* **REQUIREMENTS**: How many lines in the rows below contain the word "pool"? Reply with the number alone.

* **DATA ENTRIES**:
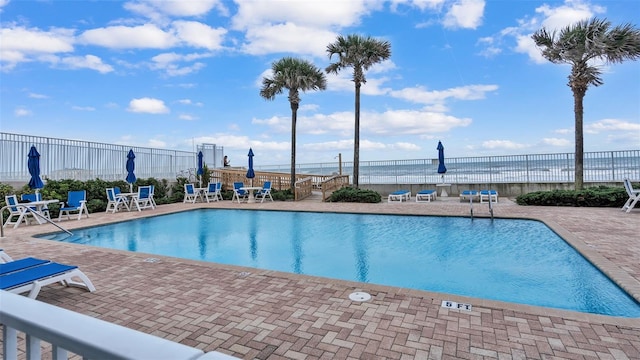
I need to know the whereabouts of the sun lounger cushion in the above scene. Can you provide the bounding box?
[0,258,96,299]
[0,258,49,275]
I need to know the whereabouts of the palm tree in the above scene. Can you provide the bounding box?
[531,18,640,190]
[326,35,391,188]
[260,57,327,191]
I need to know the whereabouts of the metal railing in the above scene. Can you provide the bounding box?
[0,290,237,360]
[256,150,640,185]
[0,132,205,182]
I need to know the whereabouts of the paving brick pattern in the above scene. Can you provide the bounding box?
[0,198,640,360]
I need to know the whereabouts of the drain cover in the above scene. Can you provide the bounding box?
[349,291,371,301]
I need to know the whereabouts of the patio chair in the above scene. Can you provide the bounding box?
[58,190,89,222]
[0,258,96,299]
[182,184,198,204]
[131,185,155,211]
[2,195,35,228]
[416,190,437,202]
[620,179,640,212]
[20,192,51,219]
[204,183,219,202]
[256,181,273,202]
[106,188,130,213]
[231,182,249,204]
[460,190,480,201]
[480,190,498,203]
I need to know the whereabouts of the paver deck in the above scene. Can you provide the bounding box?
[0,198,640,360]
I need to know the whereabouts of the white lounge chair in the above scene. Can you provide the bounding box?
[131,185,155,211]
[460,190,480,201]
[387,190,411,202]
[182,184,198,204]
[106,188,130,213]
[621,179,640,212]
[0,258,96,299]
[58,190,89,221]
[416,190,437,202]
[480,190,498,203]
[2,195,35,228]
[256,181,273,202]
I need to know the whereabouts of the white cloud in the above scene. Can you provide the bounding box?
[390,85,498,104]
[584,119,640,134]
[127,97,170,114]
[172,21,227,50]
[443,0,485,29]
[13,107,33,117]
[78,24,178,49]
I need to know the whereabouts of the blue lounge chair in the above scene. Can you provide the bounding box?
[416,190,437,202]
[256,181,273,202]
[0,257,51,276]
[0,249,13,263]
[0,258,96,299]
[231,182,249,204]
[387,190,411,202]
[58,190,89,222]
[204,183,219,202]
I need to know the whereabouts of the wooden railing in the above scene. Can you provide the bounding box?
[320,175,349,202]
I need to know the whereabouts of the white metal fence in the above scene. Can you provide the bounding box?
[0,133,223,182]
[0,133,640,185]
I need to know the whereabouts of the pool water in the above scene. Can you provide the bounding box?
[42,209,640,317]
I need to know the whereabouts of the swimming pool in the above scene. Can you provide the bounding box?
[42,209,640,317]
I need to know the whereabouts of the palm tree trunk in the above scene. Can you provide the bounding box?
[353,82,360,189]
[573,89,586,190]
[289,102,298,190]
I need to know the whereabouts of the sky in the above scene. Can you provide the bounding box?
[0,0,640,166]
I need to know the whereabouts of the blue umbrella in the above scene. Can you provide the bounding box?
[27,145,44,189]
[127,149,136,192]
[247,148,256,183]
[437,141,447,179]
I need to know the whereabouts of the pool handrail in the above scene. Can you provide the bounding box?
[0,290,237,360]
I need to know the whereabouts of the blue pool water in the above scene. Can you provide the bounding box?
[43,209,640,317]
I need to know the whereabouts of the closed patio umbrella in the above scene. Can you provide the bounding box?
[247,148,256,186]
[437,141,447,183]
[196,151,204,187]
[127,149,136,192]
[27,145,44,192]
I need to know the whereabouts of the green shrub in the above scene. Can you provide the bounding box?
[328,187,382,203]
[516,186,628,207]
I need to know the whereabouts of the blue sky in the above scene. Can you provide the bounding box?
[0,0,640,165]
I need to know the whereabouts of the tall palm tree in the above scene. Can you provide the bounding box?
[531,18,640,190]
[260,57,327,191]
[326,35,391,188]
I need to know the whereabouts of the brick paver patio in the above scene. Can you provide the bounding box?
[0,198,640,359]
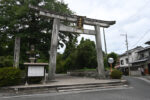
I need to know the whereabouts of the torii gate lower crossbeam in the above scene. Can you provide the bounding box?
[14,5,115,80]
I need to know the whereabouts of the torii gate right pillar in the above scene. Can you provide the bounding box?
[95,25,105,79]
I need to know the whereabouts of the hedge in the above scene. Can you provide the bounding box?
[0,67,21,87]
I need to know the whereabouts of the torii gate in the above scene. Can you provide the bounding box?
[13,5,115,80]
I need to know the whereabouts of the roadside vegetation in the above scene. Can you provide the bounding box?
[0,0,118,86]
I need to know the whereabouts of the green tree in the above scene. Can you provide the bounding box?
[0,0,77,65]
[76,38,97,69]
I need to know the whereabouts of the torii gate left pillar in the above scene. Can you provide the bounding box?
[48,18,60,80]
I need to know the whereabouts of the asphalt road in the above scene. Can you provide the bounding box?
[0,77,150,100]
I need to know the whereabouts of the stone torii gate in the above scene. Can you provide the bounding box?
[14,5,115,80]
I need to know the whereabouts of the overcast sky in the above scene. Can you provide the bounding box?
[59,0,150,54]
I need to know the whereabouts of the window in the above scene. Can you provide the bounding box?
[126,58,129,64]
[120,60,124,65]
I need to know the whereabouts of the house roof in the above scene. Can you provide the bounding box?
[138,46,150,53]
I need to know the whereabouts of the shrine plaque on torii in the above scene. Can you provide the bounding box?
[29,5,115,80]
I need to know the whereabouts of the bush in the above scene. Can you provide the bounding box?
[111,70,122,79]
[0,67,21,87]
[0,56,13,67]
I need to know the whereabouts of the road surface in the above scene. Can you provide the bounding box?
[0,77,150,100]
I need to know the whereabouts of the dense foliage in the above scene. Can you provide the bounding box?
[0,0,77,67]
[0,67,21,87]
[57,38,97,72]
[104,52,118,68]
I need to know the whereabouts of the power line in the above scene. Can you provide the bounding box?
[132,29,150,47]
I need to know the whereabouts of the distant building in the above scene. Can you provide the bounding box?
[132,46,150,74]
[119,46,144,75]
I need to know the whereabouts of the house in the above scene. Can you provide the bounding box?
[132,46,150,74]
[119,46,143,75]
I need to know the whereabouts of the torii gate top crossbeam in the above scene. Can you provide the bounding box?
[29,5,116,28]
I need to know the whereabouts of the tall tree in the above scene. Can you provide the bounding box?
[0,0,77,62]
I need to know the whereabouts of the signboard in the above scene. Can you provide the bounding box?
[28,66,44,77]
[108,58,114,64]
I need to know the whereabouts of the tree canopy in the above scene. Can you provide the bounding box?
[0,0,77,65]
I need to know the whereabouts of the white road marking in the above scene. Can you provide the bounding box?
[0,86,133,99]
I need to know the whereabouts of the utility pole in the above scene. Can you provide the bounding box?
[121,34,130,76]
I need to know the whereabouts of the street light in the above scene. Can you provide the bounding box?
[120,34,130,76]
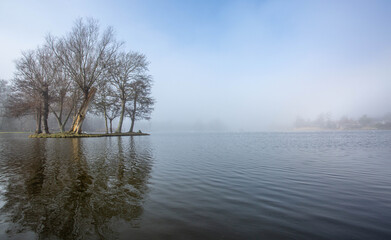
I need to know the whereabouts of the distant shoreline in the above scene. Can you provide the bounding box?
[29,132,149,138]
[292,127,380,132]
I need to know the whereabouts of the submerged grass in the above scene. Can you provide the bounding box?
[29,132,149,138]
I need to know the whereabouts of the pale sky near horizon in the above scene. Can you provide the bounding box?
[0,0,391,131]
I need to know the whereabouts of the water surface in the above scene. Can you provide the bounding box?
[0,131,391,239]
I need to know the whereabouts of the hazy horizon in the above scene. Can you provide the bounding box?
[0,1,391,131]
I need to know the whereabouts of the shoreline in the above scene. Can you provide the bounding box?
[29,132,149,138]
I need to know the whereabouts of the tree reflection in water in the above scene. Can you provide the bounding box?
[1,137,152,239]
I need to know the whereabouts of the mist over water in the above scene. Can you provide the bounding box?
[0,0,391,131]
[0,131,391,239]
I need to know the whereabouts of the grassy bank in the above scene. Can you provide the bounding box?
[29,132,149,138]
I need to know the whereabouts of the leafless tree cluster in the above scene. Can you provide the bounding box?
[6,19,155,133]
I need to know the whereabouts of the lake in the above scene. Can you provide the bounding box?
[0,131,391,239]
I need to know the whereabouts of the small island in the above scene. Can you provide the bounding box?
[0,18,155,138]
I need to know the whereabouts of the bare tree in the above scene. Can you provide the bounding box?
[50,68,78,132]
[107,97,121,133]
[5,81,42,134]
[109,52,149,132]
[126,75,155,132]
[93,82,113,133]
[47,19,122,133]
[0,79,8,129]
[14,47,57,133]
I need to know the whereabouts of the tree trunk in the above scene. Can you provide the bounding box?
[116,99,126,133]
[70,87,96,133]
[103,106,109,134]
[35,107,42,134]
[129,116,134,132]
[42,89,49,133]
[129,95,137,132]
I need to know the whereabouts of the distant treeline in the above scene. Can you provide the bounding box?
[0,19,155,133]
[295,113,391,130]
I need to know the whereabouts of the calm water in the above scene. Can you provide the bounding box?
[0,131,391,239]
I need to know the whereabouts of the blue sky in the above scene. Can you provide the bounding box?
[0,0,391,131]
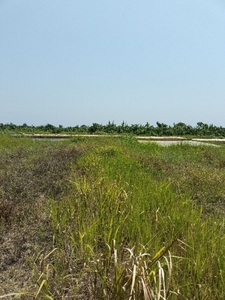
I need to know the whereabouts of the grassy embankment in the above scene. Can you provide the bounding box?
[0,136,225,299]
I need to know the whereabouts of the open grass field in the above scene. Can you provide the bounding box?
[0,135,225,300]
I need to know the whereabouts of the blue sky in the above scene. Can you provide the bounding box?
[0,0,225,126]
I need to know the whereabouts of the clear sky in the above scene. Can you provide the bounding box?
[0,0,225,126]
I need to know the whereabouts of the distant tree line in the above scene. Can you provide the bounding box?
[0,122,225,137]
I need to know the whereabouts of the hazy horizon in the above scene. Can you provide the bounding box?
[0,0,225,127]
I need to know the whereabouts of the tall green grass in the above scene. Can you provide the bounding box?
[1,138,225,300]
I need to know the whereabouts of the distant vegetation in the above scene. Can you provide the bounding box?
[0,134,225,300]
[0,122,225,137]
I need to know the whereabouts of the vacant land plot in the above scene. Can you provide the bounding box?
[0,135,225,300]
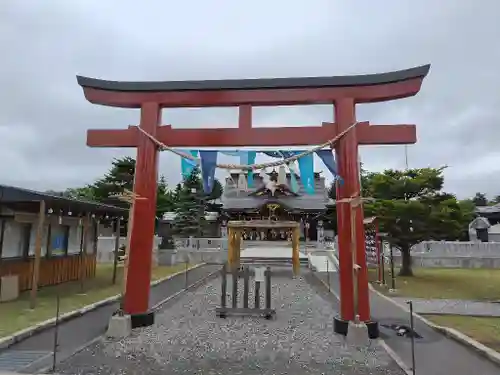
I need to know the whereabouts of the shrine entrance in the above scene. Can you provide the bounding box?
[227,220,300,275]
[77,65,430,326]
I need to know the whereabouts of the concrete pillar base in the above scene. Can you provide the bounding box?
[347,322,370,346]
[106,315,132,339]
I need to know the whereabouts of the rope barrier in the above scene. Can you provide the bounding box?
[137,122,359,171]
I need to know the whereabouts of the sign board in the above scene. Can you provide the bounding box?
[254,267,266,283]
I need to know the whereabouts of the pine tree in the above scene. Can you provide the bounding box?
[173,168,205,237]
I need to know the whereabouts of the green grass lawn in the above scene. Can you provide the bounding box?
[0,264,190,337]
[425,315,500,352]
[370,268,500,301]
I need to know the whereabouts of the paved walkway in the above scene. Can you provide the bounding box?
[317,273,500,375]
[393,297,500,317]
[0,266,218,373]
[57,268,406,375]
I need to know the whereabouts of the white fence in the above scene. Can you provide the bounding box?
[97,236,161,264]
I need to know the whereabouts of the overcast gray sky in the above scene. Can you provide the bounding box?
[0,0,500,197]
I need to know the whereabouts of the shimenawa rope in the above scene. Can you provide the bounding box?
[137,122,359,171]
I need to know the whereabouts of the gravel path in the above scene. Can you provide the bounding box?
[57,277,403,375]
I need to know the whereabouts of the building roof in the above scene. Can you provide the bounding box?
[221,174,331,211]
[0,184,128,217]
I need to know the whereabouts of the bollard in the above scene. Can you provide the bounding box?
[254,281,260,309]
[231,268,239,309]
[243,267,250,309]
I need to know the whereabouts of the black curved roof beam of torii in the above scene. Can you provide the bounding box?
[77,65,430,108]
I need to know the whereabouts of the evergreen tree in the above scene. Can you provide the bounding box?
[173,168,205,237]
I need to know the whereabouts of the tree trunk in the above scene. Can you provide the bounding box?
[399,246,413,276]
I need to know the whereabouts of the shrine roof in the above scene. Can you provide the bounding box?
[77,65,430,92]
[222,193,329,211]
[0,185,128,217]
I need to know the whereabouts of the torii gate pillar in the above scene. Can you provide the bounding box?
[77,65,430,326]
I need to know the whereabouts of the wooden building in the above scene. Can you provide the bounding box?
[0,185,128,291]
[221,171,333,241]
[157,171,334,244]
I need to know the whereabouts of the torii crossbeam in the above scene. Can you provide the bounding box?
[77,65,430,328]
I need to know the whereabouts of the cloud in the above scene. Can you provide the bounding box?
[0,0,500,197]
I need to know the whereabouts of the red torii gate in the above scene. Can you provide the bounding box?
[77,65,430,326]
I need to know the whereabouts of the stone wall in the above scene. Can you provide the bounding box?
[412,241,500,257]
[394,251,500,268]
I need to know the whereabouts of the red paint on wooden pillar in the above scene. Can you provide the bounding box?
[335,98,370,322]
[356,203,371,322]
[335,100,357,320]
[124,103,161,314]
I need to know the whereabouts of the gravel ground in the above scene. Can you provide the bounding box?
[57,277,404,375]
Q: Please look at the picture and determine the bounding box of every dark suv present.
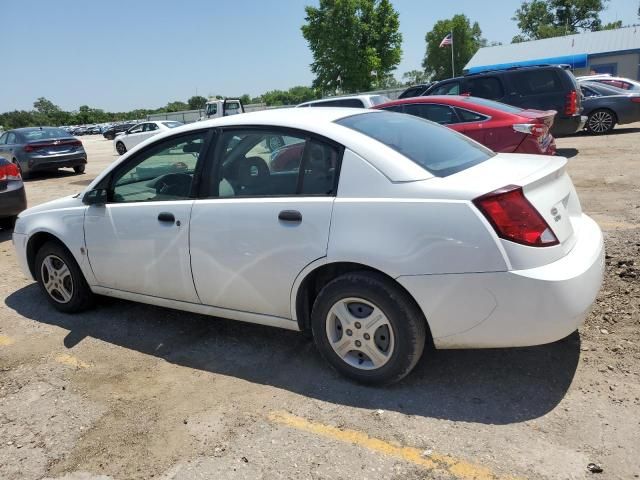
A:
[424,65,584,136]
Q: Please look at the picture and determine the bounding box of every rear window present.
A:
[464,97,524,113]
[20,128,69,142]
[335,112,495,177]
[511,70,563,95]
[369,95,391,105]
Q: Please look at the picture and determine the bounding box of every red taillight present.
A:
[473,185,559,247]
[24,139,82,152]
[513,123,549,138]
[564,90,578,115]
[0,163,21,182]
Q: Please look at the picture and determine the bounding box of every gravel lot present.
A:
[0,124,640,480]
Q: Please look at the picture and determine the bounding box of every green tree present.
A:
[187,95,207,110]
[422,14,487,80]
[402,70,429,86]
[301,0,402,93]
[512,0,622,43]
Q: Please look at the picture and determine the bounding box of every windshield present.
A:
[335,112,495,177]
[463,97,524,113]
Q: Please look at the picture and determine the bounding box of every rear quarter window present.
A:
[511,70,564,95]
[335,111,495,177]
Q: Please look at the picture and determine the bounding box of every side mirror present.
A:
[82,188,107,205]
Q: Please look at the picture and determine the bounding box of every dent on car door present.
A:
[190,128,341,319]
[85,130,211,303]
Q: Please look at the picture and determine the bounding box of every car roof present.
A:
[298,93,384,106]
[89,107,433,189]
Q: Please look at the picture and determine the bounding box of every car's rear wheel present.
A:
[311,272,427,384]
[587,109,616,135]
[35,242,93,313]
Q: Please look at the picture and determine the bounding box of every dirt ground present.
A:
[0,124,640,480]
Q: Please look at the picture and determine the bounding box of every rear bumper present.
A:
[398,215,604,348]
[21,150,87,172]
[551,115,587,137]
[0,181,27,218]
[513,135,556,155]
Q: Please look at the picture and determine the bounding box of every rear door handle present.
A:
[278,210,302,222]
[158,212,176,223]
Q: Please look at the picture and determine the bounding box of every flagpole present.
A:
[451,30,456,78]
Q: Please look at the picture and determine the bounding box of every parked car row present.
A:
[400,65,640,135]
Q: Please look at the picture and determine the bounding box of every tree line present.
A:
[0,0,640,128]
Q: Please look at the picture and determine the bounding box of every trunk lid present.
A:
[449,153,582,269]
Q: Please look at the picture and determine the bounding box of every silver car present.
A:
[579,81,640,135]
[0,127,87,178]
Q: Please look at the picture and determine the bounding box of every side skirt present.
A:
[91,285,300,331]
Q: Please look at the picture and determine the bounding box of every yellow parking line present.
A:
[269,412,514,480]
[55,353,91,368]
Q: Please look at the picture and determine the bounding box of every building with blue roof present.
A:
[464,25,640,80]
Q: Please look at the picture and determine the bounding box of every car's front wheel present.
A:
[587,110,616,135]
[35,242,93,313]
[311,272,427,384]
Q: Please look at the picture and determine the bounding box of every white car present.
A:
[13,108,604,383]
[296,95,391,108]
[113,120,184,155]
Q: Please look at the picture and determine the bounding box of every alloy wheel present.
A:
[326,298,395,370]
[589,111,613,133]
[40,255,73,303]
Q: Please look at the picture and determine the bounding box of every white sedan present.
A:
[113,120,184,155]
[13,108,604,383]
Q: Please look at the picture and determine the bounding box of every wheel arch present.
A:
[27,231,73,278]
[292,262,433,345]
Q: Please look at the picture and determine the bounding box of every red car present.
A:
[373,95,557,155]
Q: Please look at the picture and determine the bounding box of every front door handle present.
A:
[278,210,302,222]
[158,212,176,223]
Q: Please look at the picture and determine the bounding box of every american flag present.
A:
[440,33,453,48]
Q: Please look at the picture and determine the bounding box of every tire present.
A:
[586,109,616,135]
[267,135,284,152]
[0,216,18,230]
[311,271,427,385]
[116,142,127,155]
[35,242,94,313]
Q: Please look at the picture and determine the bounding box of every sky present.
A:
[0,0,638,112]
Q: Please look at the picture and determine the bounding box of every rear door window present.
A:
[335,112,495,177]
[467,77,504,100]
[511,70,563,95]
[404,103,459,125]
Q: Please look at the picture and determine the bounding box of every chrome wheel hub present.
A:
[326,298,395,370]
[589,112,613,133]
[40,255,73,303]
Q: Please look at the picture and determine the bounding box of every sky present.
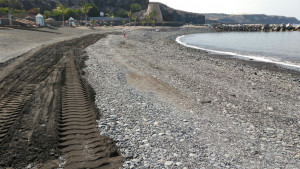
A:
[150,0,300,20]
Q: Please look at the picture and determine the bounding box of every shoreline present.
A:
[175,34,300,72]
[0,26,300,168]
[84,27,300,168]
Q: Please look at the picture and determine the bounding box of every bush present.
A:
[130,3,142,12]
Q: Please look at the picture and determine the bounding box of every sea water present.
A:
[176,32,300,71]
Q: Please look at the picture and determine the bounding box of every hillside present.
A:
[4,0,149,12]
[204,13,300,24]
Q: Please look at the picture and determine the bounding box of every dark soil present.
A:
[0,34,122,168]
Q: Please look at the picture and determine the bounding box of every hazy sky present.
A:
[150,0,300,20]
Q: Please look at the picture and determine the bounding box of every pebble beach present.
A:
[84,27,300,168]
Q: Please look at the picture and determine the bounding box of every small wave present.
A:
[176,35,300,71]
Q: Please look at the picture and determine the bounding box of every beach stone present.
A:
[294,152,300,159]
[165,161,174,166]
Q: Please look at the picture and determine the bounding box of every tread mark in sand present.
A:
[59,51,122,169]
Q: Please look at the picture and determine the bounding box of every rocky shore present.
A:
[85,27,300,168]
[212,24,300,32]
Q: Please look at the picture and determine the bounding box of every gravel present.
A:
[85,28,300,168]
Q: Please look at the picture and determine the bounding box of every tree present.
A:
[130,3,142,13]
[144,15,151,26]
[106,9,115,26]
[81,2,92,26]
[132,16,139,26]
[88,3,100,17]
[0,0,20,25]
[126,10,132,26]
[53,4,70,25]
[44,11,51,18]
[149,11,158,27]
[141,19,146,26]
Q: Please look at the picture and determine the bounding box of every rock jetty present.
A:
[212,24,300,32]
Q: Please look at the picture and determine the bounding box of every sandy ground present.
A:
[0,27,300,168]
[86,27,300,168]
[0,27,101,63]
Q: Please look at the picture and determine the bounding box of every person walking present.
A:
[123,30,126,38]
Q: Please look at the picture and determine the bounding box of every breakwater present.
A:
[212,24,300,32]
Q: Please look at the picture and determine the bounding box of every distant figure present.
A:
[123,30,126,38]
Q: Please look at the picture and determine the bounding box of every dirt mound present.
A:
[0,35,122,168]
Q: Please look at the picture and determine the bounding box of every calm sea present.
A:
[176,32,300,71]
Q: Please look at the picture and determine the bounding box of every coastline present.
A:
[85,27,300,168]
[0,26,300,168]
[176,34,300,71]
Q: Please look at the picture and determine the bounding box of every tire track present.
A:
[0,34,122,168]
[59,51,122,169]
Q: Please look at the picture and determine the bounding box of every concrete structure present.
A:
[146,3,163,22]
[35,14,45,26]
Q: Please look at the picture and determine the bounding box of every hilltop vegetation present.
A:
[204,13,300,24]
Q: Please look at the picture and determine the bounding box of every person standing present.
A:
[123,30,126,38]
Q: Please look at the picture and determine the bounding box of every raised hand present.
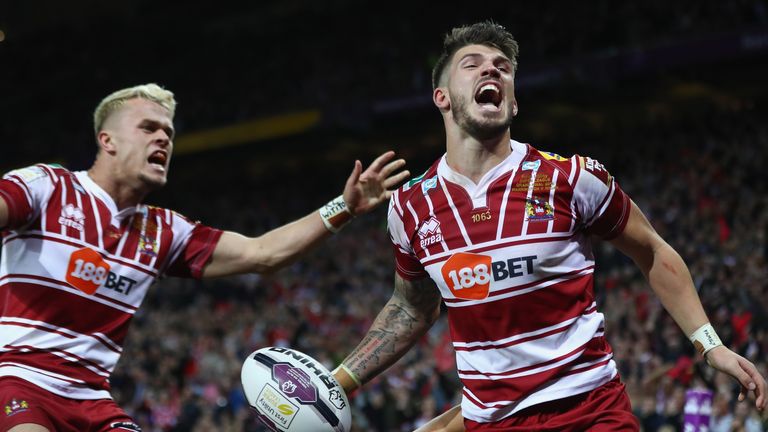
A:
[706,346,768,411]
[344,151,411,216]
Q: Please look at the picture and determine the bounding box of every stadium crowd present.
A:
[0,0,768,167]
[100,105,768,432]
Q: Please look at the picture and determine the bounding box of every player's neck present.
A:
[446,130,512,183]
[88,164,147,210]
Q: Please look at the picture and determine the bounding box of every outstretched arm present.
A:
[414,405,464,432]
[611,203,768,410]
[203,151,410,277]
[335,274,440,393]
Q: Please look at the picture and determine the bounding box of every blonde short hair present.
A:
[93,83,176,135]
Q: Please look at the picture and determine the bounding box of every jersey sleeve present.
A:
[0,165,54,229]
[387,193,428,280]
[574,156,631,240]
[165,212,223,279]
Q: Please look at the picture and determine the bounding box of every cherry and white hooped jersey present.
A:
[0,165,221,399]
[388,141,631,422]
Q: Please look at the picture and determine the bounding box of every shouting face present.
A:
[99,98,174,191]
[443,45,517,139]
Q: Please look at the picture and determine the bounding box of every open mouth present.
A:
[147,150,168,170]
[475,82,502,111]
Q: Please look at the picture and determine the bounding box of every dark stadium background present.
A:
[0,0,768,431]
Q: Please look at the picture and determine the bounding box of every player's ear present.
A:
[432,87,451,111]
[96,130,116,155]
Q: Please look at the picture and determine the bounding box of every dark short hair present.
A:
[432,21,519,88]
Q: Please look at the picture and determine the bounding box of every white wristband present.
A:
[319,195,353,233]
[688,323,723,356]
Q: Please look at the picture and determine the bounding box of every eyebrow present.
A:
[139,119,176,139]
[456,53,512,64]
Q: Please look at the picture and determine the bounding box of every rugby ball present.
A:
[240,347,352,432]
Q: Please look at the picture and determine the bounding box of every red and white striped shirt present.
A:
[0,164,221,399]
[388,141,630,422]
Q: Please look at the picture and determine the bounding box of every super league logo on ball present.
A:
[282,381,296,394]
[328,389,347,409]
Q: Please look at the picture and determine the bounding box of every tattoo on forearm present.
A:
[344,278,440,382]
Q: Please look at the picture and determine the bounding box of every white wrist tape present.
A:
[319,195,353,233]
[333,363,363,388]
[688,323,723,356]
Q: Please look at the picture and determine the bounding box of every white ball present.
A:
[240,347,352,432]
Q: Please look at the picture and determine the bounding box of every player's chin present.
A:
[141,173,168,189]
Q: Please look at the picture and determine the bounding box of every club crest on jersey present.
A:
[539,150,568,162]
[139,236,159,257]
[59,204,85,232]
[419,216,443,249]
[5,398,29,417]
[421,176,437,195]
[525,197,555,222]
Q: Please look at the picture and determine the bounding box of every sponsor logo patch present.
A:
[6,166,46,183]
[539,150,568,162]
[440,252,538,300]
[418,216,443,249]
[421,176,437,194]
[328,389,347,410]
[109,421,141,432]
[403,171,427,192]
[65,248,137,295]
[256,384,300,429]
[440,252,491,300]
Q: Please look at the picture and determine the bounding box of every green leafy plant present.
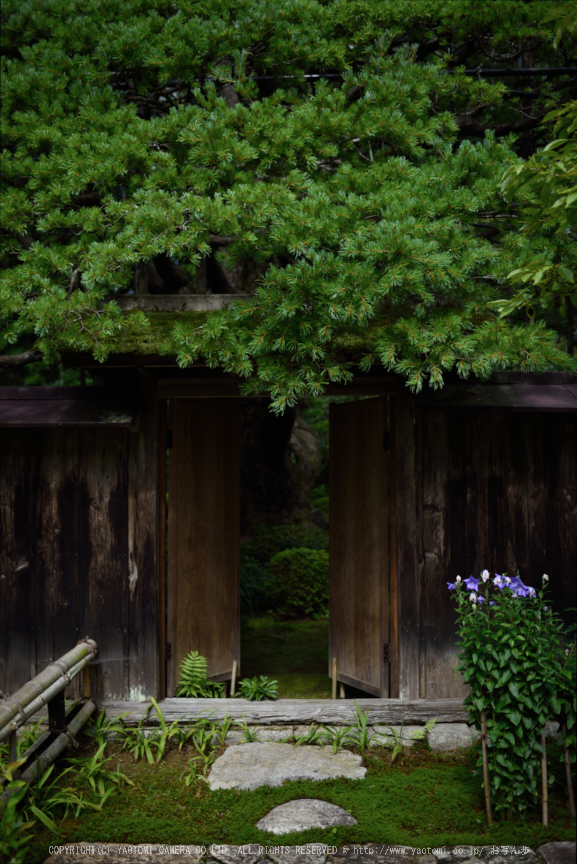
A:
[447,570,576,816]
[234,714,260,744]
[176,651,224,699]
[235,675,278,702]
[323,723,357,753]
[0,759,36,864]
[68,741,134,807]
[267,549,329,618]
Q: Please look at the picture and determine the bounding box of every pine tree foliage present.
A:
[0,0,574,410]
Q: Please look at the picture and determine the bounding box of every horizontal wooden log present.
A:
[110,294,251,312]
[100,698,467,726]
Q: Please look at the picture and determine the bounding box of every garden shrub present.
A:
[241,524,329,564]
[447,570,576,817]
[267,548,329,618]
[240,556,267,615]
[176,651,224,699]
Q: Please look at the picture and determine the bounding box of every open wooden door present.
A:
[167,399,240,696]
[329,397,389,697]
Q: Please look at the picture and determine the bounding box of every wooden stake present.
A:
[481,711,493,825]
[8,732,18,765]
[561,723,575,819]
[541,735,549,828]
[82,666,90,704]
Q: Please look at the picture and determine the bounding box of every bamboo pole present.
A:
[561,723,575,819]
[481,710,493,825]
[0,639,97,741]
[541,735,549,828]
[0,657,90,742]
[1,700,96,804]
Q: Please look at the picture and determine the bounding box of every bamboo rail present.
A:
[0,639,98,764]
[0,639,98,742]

* **ANSWER TO THE TASK**: 4